--- Working data ---

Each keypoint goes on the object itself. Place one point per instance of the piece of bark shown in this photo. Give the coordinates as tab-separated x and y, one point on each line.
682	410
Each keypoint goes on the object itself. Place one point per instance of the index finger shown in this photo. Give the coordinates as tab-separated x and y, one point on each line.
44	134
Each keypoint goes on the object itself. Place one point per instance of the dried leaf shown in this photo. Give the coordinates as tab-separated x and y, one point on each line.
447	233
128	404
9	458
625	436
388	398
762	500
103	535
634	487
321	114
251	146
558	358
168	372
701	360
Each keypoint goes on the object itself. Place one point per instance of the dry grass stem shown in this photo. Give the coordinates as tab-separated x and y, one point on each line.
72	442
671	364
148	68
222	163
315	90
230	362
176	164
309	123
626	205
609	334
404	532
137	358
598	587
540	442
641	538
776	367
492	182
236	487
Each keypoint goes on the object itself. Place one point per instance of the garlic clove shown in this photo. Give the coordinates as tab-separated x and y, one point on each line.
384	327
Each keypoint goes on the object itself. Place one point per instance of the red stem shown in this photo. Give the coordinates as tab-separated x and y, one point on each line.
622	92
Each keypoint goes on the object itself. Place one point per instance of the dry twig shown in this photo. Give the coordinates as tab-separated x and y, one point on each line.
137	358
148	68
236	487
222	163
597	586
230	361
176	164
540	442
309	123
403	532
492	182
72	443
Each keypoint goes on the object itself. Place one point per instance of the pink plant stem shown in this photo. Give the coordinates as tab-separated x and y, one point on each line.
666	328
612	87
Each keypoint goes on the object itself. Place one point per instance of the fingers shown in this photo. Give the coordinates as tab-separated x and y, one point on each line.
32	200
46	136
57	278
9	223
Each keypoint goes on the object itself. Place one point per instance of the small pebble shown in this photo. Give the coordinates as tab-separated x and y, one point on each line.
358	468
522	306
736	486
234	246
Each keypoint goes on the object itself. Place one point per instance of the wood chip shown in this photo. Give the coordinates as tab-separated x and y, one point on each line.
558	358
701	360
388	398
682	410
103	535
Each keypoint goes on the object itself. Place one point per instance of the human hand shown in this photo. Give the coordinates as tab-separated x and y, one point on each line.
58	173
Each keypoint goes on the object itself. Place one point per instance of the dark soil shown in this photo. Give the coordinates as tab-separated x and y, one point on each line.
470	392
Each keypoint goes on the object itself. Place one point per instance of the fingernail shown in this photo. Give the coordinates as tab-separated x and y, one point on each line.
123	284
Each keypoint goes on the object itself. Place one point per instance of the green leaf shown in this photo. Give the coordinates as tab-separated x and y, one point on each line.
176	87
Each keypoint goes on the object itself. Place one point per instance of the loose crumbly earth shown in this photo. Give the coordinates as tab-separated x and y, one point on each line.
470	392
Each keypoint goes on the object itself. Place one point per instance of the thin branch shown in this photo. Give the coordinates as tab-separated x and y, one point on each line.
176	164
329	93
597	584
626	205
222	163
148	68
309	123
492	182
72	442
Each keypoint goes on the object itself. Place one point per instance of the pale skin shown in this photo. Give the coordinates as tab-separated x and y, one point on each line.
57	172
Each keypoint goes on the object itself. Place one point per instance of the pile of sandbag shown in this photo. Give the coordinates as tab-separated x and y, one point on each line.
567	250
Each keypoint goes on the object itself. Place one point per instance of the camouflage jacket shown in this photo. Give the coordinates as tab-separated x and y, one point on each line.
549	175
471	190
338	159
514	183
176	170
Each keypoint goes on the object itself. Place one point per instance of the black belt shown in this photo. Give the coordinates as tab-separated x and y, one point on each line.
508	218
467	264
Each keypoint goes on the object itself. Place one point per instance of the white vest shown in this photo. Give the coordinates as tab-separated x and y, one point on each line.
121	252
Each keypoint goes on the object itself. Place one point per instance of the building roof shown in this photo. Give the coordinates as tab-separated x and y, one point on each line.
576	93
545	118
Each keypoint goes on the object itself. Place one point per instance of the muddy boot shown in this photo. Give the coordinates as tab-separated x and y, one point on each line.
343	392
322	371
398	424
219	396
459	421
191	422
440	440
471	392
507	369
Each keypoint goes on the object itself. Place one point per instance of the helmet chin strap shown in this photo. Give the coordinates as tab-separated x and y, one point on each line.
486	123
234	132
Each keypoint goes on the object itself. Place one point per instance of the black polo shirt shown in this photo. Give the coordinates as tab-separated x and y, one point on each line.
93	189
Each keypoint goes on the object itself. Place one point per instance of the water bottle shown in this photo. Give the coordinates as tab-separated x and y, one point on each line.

---

:: What to produce ::
Repeat the records above exactly.

:: Output for this exercise ::
Each keypoint goes on the object itself. Place one point per instance of the piece of bark shown in this photo. Give the coordinates as tab-separated x and y, one point on each line.
682	410
Each keypoint goes on the object itself. Place one point per instance of the index finger shown in this photo. Give the coordinates as tab-separated x and y, one point on each line.
44	134
Each keypoint goes on the object itself. Place one point per instance of the dried leaf shown in this photo. Give the coordinates as tab-separated x and y, one point on each line.
447	233
128	404
9	458
625	436
388	398
762	500
103	535
634	487
321	114
251	146
558	358
168	372
701	360
Each keypoint goes on the object itself. Place one point per instance of the dry grass stem shown in this photo. Give the coordinates as tab-separated x and y, one point on each line.
72	442
671	364
148	68
222	163
315	90
230	362
176	164
309	123
626	205
609	334
404	532
137	358
598	587
540	442
641	538
776	367
492	182
236	487
Each keypoint goes on the object itself. Place one point per instance of the garlic clove shown in this photo. Give the coordinates as tab-separated x and y, one point on each line.
384	327
Each keypoint goes on the object itself. Place one point per instance of the red stem shown in this photo. Give the coordinates as tab-separated x and y, one point on each line.
622	92
Each keypoint goes on the object itself. Place one point per instance of the dry twig shown in this photo. Give the coordinates as tab-separated x and y, one point on each line.
137	358
148	68
236	487
222	163
597	586
230	361
176	164
540	442
309	123
403	532
492	182
72	443
Each keypoint goes on the object itself. Place one point per instance of the pink plant stem shown in this photo. Give the coordinates as tab-separated x and y, one point on each line.
666	328
612	87
Each keypoint goes on the object itself. Place one point per instance of the fingers shown in this photo. Give the coordinates as tab-separated x and y, one point on each line.
32	200
46	136
57	278
9	223
Each keypoint goes on the object itself. Place one point per instance of the small pebble shown in this photo. Give the coordinates as tab-separated x and y, one point on each line.
358	468
522	306
736	486
234	246
Each keypoint goes on the object itself. Place one point per instance of the wood chip shown in this photo. Give the coordinates as tab-separated x and y, one point on each line.
558	358
701	360
388	398
682	410
103	535
Each keypoint goes on the object itself. Place one point per instance of the human hand shown in this photo. Give the coordinates as tab-separated x and y, one point on each line.
58	173
Each keypoint goes on the object itself. Place one point per instance of the dark soil shown in this photo. Give the coordinates as tab-separated x and y, one point on each line.
470	392
Each keypoint goes on the object itself. Place one point per instance of the fingernail shown in this photo. Give the coordinates as tab-separated x and y, one point on each line.
123	284
Each keypoint goes on the object itself. Place one point per instance of the green leaf shown in this photo. Give the coordinates as tab-separated x and y, one point on each line.
176	87
Each keypoint goes on the object itself. Place one point per instance of the loose crumbly earth shown in this photo. Give the coordinates as tab-separated x and y, one point on each line.
470	392
Each keypoint goes on the object itself. Place one point per instance of the thin branch shown in this photo. Give the coordinates as tab-separated x and y, one point on each line.
176	164
329	93
597	584
626	205
222	163
148	68
309	123
492	182
72	442
Each keypoint goes on the object itself. Place one point per instance of the pale skin shown in this photo. Give the coordinates as tab-separated x and y, one point on each line.
57	172
Each keypoint goes on the object itself. Place one point per instance of the pile of sandbag shown in this photo. Give the coordinates as tab-separated x and y, one point on each line.
567	250
Each keypoint goes on the object itself. Place one point per instance of the camouflage jacket shown in this photo. Give the coordinates as tab-separated x and y, one point on each line.
549	175
471	190
338	159
514	183
176	170
Each keypoint goes on the object itself. Place one point per instance of the black belt shown in this photo. Give the coordinates as tab-separated x and y, one point on each line.
508	218
467	264
Each keypoint goes on the object itself. Place one point per instance of the white vest shown in this photo. Give the coordinates as tab-separated x and y, one point on each line.
121	252
Each keypoint goes on the object itself. Place one point per instance of the building roof shown in this photo. Give the coordinates as tab-separated x and y, one point on each line.
576	93
545	118
Each keypoint goes on the object itself. Place one point per instance of the muddy boot shown in this photo. Give the coordinates as tab-separated x and y, one point on each line.
343	392
322	371
398	424
219	396
459	421
191	422
440	440
471	392
507	369
Each keypoint goes on the object itself. Place one point per instance of the helmet chin strap shown in this photo. Give the coordinates as tab-separated x and y, one point on each line.
486	123
234	132
Each keypoint goes on the object itself. Place one point per instance of the black polo shirt shown in this photo. Give the coordinates as tab-separated x and y, one point on each line.
93	189
Each keypoint goes on the object itself. Place one point per instance of the water bottle shown in this photo. Give the coordinates as tab-separated x and y, one point on each line.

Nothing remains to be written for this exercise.